Yellow Perch --The best fishing has been west of west reef near North Bass Island, around Niagara reef, on the gravel pit, near the Marblehead lighthouse, and near "C" can of the international border northeast of Kelleys Island. Fish just off the bottom using perch spreaders tipped with shiners. 

Smallmouth Bass -- Smallmouth bass fishing has been improving as temperatures drop and fish move near-shore. The best smallmouth bass fishing has been on the reefs of the Camp Perry firing range, around the Bass Islands, Kelleys Island and Sandusky Bay. Use tube jigs, drop shot rigs with goby imitations, soft craws or shiners for best results.



Central Basin



Walleye -- The best walleye fishing has been east of the north end of the sandbar, west of the north end of the sandbar, around Ruggles reef between Huron and Vermilion, and 7 to 9 miles northeast of Ashtabula in 68 to 70 feet of water. Trolling spoons or worm harnesses using divers or downriggers and also trolling crankbaits have produced the best catches. 

Yellow Perch -- Yellow perch fishing has been best 2 miles northeast of Lorain, east of the middle of the sandbar, 1 to 2 miles north of Vermilion, 2 to 3 miles northwest of Fairport Harbor in 50 to 55 feet of water, 3 to 4 miles north of Cleveland in 40 to 52 feet of water, and 4 miles north of Ashtabula in 55 to 60 feet of water. A perch spreader tipped with shiners is the most popular set-up. 

Smallmouth Bass -- The best smallmouth bass fishing has been around Ruggles reef and Avon. Use tube jigs, drop shot rigs with goby imitations, soft craws or shiners for best results. 

Steelhead -- Steelheads are beginning to show up in the rivers. Over the past weekend fish were caught in Conneaut Creek up to the Rt. 7 Bridge and in the Grand River at the Fairport Harbor pier and Painesville Dam. Anglers are using spawn sacs and jigs and maggots. 

White Bass -- White bass have been caught by anglers using shiners or agitators with jigs at Edgewater and the Cleveland lakefront in 30 to 50 feet of water.



To view the predicted weather forecast for Lake Erie visit: http://seaboard.ndbc.noaa.gov/data/Forecasts/FZUS61.KCLE.html



OHIO RIVER
All river conditions remain high and muddy. Recreational boating is discouraged due to possible launch ramp damage, accumulated and floating debris, and swift-moving currents.


----------

********

Tasks to complete:
1 > In the fishing report, how far up Conneaut Creek were steelhead caught over the past weekend?
2 > Render this sentence from the fishing report in Spanish: "Steelheads are beginning to show up in the rivers."
3 > Name every fish species that has its own heading in the fishing report, listing each species once.
These data come from a separate source.

(Point labeling dataset excerpts)
********

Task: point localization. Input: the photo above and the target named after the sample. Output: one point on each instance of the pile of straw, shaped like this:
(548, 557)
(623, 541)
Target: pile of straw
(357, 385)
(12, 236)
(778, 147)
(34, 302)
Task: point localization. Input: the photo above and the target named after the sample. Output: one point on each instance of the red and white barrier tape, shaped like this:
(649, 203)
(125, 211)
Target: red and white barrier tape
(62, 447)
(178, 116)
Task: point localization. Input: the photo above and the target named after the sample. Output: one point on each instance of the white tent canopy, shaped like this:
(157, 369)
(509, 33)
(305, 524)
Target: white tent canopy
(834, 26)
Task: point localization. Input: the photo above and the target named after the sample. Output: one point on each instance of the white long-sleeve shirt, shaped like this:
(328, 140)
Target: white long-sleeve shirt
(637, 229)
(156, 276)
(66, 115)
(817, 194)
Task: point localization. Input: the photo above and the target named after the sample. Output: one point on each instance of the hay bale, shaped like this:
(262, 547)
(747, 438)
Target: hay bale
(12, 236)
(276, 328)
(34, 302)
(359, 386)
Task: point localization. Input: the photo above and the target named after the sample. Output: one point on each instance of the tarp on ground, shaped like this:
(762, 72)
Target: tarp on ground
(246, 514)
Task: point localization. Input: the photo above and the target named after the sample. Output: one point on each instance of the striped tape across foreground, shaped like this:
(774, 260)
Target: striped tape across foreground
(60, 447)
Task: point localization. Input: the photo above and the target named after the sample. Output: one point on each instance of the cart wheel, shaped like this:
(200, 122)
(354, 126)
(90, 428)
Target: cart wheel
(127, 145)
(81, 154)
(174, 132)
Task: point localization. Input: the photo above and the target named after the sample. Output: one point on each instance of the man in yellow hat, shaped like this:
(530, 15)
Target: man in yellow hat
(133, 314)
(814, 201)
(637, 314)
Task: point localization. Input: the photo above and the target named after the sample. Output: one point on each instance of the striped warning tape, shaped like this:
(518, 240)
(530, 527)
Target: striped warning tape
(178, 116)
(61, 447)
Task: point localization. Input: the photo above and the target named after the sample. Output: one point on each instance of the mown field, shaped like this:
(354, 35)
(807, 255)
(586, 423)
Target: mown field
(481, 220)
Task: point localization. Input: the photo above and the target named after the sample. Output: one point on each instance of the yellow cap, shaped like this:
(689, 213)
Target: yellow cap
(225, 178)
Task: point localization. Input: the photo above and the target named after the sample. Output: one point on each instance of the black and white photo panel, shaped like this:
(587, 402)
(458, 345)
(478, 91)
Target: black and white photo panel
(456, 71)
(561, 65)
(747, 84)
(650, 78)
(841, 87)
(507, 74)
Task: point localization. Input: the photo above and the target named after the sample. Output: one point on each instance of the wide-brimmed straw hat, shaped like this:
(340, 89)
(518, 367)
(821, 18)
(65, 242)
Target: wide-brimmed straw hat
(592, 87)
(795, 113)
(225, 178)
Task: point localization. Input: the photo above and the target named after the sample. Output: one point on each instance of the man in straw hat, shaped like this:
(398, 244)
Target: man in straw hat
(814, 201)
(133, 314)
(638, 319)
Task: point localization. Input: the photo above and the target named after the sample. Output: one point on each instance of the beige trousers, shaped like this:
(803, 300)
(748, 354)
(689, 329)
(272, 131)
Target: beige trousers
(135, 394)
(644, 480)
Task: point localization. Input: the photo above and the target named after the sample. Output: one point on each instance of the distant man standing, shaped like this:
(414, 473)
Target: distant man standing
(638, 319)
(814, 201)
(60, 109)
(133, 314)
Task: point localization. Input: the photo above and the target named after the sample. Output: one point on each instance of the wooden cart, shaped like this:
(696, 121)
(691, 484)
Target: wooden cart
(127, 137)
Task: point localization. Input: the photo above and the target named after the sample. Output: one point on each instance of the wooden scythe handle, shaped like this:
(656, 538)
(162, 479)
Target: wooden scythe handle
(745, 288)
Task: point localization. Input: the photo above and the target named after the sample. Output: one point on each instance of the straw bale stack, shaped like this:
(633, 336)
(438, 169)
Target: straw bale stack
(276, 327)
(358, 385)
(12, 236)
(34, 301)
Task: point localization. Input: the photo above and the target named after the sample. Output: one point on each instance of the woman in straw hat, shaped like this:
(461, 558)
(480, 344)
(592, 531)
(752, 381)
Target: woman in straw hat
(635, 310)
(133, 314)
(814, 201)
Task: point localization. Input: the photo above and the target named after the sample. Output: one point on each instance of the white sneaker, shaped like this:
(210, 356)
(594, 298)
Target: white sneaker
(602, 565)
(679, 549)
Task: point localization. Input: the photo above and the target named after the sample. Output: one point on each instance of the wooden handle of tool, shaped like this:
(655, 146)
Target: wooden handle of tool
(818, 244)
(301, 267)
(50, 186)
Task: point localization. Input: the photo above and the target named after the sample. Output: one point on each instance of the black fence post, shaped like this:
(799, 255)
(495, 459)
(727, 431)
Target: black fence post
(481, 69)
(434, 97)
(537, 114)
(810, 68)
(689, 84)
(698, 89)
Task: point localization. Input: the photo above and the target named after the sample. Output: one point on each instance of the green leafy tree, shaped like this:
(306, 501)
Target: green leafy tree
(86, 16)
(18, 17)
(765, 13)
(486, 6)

********

Full solutions:
1 > Up to the Rt. 7 Bridge.

2 > Las truchas steelhead están comenzando a aparecer en los ríos.

3 > Yellow perch, smallmouth bass, walleye, steelhead, white bass